##### EXTRACT TO READ #####
From software mogul to 'tax fugitive' and crypto evangelist, the stormy life of John McAfee
John David McAfee (75), the founder of the anti-virus software marketed under his name, was found dead at a Spanish prison on Thursday. News agencies quoted McAfee's lawyer, Javier Villalba, as stating that he died by hanging as his nine months in prison "brought him to despair".
The incident comes after Spain's National Court approved his extradition to the United States, where he is wanted on tax-related criminal charges that carry a prison sentence of up to 30 years. The decision can be appealed and the final extradition will need to be approved by the Spanish cabinet.
Tennessee prosecutors charged 75-year-old McAfee with evading taxes after failing to report income made from promoting cryptocurrencies while he did consultancy work, as well as income from speaking engagements and selling the rights to his life story for a documentary. The charges refer to the three fiscal years from 2016 to 2018, according to the Spanish court's ruling on Wednesday.
The entrepreneur was arrested last October at Barcelona's international airport. A judge ordered at that time that McAfee should be held in jail while awaiting the outcome of a hearing on extradition. In a hearing held via videolink earlier this month, McAfee argued that the charges against him were politically motivated and said he would spend the rest of his life in prison if he was returned to the US.
#####
== TASKS ==
(A) Summarize the article on John McAfee's death in two sentences.
(B) Carry on the article about John McAfee's death, picking up after its final paragraph.
##### LISTED ENTRIES #####
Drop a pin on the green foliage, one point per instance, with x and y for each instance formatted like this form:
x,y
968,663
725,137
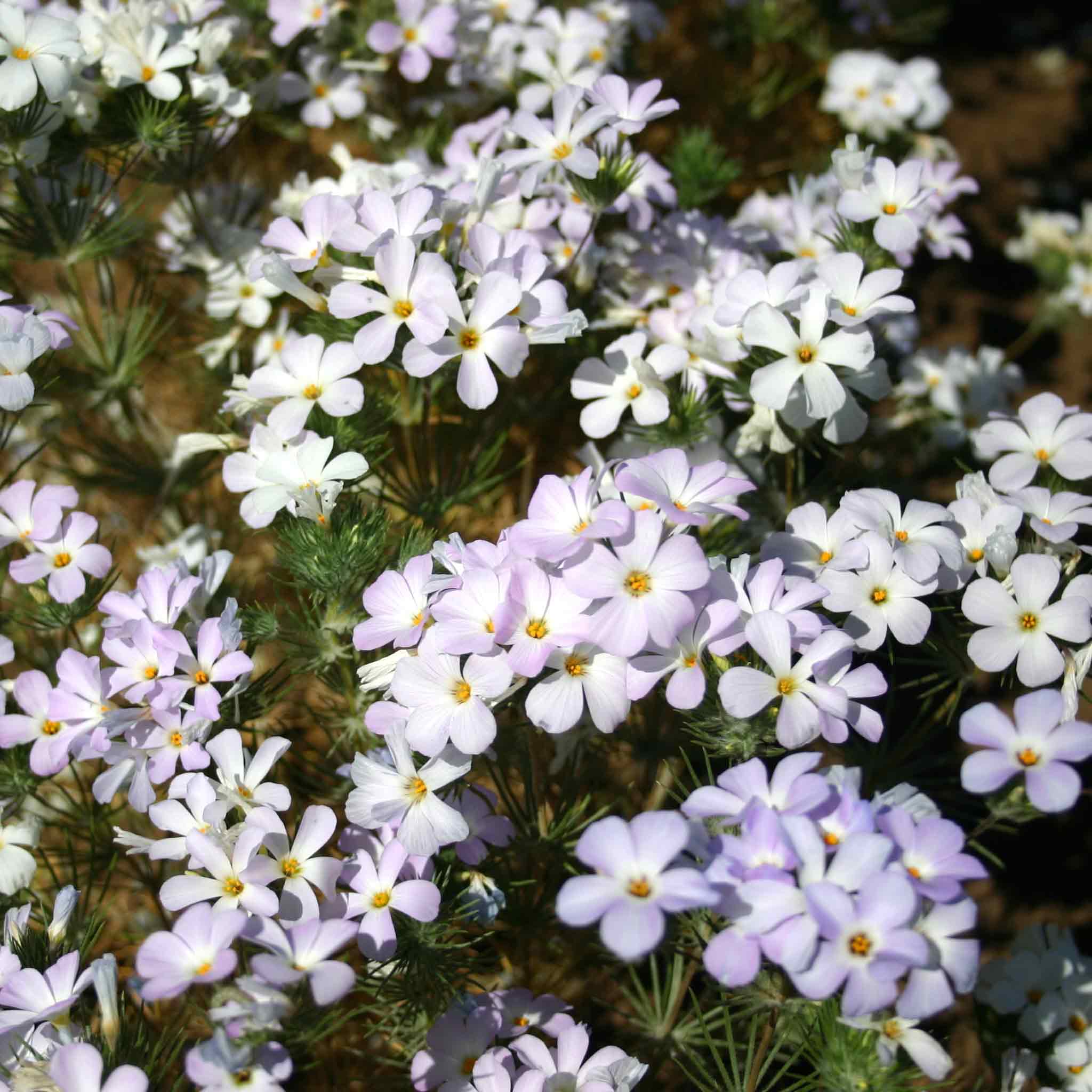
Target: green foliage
#####
== ANSWERS PER TASK ==
(A) John McAfee, founder of the anti-virus software sold under his name, was found dead in a Spanish prison, where his lawyer said he died by hanging, a day after Spain's National Court approved his extradition to the United States. There he was wanted on Tennessee tax-evasion charges covering 2016 to 2018 that carry up to 30 years in prison, charges he had called politically motivated.

(B)
McAfee's stormy life
After working for General Electric, Siemens, NASA and Lockheed Martin, McAfee had launched his commercial anti-virus firm in 1987, which he later sold to Intel for $7.68 billion. His early life and relationship with his father seemed to be at the centre of everything he did. As BBC reported, his father was an abusive alcoholic who, when McAfee was aged 15, shot himself dead. He started his antivirus company in response to 1987 after Brain, the first virus to attack personal computers, was unleashed from Pakistan; McAfee stated that "it reminded him of the way his father would suddenly attack him", Wired reported. He had a drug habit, which he spoke about in interviews.
In 2008, he moved to the Central American country of Belize, reason unknown. Multiple news reports claimed he wanted to research bacteria and develop life-saving antibiotics, but things reached a head when he was accused of shooting and killing his neighbour, and the local law enforcement raided his home accusing him of "being a narco-trafficker and raising a militia". He fled the country in 2012, and was arrested from Gautemala where he had sought political asylum.
In 2015, he launched a long-shot bid in the US presidential polls, fighting as the libertarian candidate. As news agency reported, in 2019, he said that he had not paid US income taxes for eight years for ideological reasons. He fled US, and lived for years on his yacht.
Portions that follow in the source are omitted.